### BRIEF
Copy the lines of the listing below word for word, starting at the line that contains "label: spider abdomen" and ending after the line that contains "(488, 243), (730, 455)".

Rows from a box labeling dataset

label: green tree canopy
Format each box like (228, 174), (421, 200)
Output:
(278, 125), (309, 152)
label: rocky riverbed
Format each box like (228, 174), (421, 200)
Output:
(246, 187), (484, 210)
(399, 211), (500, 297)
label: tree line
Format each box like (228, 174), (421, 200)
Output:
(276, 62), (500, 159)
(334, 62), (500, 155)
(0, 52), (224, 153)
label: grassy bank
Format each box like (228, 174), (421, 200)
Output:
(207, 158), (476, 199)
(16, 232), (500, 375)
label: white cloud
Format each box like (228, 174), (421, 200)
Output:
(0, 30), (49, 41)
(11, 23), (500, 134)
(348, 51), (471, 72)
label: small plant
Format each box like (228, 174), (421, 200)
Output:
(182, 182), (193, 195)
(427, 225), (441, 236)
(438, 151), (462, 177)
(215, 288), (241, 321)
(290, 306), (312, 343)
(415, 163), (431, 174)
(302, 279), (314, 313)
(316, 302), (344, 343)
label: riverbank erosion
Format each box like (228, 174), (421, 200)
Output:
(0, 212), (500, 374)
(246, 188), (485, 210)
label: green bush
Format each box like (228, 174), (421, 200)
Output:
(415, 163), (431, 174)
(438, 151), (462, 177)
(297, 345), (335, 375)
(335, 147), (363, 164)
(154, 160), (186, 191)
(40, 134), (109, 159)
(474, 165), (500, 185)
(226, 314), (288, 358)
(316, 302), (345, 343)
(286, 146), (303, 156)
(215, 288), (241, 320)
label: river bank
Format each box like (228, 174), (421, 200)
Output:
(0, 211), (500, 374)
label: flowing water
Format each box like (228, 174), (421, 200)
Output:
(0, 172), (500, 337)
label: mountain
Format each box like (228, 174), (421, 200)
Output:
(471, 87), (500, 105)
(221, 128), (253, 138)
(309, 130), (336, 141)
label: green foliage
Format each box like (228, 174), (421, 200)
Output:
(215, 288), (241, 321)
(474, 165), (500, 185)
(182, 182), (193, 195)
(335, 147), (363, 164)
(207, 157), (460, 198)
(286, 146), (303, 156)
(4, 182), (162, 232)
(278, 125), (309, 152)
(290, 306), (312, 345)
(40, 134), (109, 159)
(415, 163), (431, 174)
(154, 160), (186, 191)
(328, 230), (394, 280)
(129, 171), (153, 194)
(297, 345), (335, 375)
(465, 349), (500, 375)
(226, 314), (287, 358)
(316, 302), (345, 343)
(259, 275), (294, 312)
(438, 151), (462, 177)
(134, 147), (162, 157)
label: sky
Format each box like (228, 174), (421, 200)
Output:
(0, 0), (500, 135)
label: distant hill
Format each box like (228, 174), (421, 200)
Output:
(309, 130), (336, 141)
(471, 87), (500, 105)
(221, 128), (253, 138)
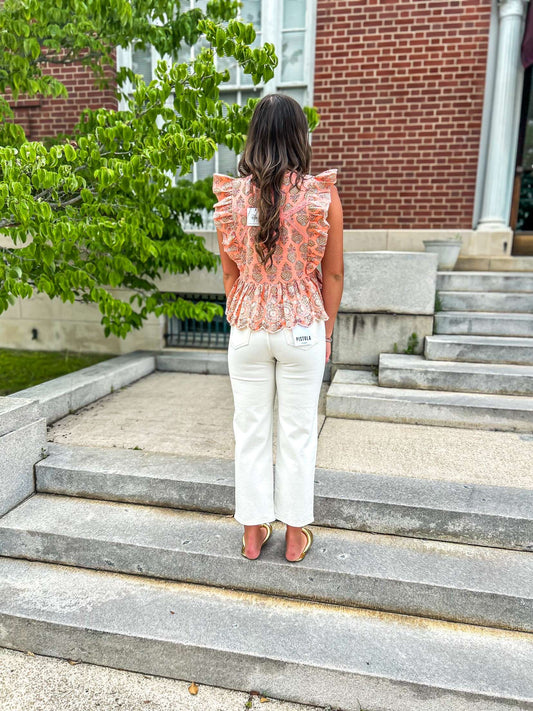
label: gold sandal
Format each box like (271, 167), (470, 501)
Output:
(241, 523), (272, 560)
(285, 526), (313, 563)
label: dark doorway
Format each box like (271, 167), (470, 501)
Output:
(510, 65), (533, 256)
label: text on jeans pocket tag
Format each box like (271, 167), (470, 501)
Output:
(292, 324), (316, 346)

...

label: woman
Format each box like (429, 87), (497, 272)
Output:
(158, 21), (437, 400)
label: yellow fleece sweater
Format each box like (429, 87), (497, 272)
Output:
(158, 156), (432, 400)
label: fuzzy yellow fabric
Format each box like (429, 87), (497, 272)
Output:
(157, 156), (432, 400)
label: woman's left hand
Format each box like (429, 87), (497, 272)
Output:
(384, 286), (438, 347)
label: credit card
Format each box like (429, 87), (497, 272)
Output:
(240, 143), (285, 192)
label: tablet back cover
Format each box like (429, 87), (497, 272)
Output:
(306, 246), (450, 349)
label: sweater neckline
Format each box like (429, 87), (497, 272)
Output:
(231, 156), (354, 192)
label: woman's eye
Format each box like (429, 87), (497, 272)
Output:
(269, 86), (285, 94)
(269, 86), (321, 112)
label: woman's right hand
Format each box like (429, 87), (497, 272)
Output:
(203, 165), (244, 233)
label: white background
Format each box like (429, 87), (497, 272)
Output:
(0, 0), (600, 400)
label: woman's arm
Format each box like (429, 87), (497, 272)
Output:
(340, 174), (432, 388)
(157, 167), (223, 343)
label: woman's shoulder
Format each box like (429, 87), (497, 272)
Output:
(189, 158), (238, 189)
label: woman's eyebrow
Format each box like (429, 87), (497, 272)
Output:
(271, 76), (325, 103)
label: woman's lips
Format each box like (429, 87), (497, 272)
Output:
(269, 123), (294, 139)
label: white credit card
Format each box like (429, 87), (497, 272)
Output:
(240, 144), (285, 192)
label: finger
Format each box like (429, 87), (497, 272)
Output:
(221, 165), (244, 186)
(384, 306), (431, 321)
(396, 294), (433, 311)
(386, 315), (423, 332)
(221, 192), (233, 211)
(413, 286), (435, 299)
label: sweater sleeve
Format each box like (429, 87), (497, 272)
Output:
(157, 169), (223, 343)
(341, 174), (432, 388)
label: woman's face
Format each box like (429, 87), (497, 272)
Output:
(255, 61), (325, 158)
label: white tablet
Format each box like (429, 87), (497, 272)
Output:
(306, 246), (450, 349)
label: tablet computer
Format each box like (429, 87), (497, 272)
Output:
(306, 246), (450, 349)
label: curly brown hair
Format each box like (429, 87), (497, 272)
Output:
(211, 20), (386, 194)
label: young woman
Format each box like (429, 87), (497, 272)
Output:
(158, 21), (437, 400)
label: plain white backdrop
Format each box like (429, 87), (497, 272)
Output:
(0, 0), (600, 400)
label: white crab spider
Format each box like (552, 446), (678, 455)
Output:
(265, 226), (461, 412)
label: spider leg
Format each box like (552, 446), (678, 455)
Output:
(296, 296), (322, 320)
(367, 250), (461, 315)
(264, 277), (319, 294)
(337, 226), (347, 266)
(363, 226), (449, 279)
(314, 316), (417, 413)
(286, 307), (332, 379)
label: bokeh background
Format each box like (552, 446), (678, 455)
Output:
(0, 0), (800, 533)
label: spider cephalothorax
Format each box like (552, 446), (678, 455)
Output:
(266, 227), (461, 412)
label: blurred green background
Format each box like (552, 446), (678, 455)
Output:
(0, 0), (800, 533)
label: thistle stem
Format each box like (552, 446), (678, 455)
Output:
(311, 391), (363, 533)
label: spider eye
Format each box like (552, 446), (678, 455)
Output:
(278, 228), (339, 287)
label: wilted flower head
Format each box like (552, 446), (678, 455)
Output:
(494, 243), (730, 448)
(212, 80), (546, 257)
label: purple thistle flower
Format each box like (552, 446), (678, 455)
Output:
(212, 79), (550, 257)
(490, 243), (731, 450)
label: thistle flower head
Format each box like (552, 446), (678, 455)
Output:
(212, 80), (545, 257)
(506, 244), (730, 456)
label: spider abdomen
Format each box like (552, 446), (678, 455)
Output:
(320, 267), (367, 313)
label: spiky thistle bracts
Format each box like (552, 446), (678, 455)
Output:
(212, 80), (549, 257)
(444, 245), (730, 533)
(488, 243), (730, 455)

### COMPLETE ANSWER
label: spider abdomen
Format each box like (552, 446), (678, 455)
Output:
(320, 267), (367, 313)
label: spiky thistle bracts
Format each box like (552, 446), (678, 455)
Output:
(212, 80), (549, 257)
(444, 245), (730, 533)
(488, 243), (730, 455)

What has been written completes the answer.